* **Problems and tasks**
- 1) Quote the forum thread word for word, from "By creating a" to "I am thinking.".
- 2) In the forum thread, which two chips did DTACK Grounded eventually support as peripherals?

** start Source text **

Can the VERA's FPGA be reprogrammed?

[StephenHorn]

1 hour ago, Sean said:

The Commander X16 team have been rather sparse in detailing the hardware

The team have been fairly sparse in detailing the hardware that has been actively in flux, or with details that are completely irrelevant to programming the system, with the exception of the VERA. They've been highly forthcoming with the VERA, with all the information one could ever need to program for it. The only reason the VERA emulation isn't a reference-quality, 1-for-1 representation of the final hardware is because it is quite weighty to emulate its behavior at a pixel-perfect level, plus a small handful of bugs in certain unusual edge cases found their way in during the optimization process. The VERA emulation should still be very, very good, and to improve it further would require either rolling back some of the more important optimizations that were made, or else a total brain-dump from Frank (or the equivalent of that), or else having a final production VERA daughterboard so that the behavior can be studied in-depth.

[zpekic]

On 2/15/2021 at 8:07 PM, Terrel Shumway said:

https://www.pjrc.com/store/teensy41.html



Teensy 4.1 has a FPU (and USB and ....) and costs less than $30... faster and more capable than any retro math coprocessor. DTACK Grounded did eventually support the 68882 and the National Semiconductor FPU as peripherals when the chips became available, but even the software FP stack running on a 68000 was way faster than the 6502.



Interfacing a modern ARM SOC to the X16 may seem like cheating and out of scope for David's vision, but DTACK Grounded was also out of scope for Apple's vision of the II series. It was an amazing tool for those who cared about crunching numbers.



By creating a "stuffer" card like the one D.G. created for the Apple II, the Kernal only needs one low-level driver to support whatever SCSI-like packet interface people want to throw on an expansion card (including Ethernet and USB). I think this was also the idea behind Acorn's "Tube": you can add whatever co-processor you want and you only need one software interface.



I don't think there is any need for an ACIA or VIA. A much cleaner interface can be created with any microcontroller that has enough (16-40?) GPIO pins.



 



Great idea. This is exactly what I am thinking.



Does the X16 do SPI? That would be perfect.

** end Source text **
** start Records supplied **

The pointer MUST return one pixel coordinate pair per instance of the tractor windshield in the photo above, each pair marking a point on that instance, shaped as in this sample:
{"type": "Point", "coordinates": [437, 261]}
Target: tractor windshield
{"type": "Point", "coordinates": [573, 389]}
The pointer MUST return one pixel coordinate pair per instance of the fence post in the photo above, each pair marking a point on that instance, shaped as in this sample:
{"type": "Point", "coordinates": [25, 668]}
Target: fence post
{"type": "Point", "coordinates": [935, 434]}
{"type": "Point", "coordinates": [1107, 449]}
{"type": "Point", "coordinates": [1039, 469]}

** end Records supplied **

* **Worked solutions**
- 1)
By creating a "stuffer" card like the one D.G. created for the Apple II, the Kernal only needs one low-level driver to support whatever SCSI-like packet interface people want to throw on an expansion card (including Ethernet and USB). I think this was also the idea behind Acorn's "Tube": you can add whatever co-processor you want and you only need one software interface.



I don't think there is any need for an ACIA or VIA. A much cleaner interface can be created with any microcontroller that has enough (16-40?) GPIO pins.



 



Great idea. This is exactly what I am thinking.

- 2) The 68882 and the National Semiconductor FPU.